*** Opening of The data ***

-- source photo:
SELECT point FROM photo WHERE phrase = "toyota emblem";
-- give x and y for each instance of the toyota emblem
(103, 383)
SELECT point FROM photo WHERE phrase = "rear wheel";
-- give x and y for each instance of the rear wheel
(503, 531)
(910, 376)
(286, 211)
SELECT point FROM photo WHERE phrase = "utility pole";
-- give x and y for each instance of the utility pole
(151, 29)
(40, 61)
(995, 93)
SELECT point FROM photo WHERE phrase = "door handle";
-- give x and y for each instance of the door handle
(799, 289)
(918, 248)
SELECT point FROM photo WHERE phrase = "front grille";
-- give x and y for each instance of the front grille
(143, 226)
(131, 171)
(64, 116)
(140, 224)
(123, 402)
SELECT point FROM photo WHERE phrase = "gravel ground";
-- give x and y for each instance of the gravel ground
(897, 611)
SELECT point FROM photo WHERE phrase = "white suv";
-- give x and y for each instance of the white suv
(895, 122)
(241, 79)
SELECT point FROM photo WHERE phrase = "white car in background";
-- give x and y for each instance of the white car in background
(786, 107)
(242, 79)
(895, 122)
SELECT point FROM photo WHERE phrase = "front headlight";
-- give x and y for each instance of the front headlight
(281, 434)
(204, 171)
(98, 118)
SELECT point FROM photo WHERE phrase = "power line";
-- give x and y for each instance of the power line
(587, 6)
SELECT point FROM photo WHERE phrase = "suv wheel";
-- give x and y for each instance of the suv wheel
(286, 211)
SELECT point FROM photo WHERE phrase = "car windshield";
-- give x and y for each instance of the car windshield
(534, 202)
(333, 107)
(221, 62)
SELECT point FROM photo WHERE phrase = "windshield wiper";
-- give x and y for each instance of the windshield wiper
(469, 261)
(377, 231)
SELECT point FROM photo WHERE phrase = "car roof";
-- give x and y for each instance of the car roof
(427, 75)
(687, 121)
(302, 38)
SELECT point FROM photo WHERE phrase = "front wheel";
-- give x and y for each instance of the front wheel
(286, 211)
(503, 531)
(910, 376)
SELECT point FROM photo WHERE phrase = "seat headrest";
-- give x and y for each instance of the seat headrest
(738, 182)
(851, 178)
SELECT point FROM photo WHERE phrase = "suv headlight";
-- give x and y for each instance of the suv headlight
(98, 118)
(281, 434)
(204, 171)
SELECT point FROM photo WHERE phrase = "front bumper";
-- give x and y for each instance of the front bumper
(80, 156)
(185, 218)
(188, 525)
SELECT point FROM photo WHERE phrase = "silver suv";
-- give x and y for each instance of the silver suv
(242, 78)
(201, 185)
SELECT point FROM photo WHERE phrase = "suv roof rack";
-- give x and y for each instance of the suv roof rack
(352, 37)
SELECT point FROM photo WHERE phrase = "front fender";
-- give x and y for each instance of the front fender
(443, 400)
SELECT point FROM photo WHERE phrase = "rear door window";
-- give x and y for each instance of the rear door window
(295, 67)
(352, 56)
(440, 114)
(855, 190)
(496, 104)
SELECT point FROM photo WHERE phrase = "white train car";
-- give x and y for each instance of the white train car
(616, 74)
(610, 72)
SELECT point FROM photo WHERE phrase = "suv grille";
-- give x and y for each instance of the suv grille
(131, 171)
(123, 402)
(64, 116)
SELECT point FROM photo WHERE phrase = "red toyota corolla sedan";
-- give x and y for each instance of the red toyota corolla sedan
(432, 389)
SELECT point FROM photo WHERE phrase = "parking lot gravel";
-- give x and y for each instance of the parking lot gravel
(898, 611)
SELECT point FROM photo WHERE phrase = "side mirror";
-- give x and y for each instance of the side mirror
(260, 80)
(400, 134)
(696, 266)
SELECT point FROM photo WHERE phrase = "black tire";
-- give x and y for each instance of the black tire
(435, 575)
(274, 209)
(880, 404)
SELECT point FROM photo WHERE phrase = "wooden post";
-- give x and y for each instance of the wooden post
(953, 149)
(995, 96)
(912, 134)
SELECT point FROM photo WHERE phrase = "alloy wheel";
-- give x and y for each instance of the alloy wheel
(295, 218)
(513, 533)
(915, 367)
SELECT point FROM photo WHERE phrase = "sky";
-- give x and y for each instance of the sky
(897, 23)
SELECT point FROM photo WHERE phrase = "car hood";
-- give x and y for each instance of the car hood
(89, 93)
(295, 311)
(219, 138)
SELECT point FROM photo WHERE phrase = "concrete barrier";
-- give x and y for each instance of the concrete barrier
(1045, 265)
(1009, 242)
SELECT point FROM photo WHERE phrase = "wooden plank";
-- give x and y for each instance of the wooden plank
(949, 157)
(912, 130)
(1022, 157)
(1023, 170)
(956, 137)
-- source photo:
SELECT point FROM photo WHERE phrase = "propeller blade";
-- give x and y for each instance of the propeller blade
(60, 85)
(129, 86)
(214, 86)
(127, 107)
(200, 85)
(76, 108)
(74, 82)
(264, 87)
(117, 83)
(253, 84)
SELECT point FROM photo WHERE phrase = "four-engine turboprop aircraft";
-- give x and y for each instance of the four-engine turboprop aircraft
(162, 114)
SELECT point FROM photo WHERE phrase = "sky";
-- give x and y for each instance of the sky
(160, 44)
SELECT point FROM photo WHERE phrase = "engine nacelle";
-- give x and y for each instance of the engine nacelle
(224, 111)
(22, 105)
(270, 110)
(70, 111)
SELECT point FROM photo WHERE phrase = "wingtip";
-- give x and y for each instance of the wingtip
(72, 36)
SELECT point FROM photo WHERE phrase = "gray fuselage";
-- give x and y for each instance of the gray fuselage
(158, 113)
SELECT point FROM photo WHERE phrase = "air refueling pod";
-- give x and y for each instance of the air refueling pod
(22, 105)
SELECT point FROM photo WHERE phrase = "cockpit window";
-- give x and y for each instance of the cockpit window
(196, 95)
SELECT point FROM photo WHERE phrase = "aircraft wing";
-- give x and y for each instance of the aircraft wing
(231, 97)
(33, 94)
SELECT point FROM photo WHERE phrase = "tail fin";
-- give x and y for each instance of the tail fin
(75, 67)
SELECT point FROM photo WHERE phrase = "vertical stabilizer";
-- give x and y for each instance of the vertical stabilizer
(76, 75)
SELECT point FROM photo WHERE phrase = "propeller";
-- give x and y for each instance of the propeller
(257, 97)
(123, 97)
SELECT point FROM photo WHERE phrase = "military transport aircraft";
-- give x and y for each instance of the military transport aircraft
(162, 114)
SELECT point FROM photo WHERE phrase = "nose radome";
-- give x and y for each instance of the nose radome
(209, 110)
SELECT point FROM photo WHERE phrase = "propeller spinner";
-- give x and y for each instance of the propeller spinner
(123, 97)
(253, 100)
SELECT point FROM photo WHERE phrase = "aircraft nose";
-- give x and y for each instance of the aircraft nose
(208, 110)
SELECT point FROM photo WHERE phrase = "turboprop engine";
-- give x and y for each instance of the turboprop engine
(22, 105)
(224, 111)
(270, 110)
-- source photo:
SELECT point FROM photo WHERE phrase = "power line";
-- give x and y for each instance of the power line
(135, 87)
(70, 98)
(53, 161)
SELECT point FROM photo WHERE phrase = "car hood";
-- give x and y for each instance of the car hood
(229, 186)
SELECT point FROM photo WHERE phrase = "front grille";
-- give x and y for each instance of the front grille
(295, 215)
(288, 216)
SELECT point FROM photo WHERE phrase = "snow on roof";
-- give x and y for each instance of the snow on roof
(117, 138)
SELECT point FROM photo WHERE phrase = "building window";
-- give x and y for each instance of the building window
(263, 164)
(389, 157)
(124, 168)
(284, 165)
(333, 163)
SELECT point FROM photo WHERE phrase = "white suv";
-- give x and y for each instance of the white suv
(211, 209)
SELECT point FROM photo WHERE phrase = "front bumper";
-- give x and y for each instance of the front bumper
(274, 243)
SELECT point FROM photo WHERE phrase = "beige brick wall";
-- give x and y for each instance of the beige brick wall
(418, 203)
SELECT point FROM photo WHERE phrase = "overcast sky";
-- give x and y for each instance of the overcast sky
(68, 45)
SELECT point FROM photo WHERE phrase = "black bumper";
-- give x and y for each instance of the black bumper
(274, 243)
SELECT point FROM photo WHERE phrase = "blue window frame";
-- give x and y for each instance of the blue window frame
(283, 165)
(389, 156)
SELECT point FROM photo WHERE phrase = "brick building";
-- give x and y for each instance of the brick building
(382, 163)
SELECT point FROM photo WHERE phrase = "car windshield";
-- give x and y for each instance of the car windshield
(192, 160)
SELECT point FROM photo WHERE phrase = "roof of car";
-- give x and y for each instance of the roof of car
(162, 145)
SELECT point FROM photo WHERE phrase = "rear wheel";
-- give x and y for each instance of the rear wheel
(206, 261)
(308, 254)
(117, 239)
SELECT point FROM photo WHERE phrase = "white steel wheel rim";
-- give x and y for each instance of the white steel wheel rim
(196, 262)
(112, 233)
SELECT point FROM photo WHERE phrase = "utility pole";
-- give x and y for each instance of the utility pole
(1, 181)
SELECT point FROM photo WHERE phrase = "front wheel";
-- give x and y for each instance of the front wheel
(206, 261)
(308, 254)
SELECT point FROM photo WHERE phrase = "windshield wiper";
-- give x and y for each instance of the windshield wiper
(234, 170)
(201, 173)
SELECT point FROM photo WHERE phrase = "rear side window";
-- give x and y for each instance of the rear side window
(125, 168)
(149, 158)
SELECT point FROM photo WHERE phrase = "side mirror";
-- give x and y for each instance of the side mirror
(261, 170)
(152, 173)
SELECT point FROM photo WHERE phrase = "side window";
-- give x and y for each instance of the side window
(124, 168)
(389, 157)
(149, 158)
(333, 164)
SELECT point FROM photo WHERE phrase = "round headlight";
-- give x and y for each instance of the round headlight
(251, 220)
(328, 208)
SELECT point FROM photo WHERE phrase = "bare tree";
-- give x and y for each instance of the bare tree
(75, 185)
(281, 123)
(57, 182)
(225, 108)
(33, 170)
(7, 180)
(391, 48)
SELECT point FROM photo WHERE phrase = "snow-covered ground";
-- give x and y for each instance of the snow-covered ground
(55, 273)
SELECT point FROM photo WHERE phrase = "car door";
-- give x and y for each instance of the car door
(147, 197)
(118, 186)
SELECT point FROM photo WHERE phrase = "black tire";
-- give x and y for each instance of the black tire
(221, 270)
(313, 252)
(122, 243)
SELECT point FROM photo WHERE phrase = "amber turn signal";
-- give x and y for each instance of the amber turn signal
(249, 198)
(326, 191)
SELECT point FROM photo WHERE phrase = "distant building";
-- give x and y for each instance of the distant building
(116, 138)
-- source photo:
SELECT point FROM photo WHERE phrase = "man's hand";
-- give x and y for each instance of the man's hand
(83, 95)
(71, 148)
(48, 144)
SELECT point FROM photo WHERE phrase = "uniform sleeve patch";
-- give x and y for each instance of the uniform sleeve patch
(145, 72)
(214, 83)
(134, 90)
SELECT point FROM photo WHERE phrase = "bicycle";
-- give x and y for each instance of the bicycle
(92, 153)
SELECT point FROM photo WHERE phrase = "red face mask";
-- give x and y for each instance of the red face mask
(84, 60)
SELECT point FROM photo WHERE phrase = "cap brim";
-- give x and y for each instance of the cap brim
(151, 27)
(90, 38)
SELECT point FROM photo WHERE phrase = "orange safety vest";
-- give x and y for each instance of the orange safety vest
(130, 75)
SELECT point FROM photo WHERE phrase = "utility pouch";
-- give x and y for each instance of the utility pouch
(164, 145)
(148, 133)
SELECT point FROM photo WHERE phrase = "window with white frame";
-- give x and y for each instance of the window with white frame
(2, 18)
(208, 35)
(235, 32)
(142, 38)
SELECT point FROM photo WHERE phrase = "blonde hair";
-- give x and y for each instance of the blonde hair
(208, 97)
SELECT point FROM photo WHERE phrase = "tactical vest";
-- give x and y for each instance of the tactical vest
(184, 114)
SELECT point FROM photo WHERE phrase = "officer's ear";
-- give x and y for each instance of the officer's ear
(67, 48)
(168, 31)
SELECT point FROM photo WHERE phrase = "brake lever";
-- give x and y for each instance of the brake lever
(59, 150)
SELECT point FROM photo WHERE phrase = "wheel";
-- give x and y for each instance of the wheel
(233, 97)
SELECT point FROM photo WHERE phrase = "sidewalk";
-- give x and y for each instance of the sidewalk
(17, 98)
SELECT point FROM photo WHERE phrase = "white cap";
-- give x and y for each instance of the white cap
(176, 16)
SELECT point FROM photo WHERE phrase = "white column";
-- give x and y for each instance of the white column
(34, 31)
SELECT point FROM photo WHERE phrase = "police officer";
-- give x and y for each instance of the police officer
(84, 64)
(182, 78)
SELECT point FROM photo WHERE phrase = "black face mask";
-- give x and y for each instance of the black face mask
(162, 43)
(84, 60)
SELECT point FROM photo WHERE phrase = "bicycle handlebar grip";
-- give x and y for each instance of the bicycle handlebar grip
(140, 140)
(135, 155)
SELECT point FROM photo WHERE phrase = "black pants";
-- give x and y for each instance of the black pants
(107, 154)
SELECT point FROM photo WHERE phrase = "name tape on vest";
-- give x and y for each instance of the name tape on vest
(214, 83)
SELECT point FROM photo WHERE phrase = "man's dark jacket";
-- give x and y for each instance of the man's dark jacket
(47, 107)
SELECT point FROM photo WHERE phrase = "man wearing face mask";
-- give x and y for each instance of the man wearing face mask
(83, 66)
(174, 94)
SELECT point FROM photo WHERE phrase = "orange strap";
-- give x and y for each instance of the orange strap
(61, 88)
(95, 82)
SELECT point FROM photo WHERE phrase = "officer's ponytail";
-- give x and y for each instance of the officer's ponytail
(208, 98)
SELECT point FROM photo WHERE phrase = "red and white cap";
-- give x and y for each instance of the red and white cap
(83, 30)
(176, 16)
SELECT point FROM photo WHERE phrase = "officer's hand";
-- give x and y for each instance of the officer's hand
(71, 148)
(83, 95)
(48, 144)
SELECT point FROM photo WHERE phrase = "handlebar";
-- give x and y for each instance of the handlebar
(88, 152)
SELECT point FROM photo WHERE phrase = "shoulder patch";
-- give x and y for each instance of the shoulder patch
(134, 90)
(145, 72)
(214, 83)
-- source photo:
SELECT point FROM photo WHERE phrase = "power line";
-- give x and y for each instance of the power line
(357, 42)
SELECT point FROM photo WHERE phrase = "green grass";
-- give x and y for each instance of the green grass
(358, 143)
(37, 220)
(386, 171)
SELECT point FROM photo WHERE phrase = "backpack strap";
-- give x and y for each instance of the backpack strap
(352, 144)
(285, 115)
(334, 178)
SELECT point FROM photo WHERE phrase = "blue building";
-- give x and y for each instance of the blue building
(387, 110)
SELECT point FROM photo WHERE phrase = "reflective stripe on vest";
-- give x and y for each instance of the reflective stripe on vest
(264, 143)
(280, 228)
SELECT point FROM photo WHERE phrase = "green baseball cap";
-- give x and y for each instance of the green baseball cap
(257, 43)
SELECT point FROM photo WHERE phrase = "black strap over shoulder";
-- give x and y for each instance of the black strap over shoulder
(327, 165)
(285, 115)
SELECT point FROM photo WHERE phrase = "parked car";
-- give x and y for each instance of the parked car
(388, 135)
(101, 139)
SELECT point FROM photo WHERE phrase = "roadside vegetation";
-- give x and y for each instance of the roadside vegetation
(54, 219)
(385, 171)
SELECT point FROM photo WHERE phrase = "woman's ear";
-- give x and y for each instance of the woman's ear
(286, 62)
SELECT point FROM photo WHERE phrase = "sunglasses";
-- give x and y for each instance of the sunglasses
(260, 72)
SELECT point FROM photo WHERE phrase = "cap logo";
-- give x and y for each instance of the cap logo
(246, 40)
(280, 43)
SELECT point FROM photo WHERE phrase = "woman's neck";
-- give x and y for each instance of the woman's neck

*** Close of The data ***

What the task asks :: Show every line of the material that includes the string "neck".

Solution to the problem ::
SELECT point FROM photo WHERE phrase = "woman's neck";
-- give x and y for each instance of the woman's neck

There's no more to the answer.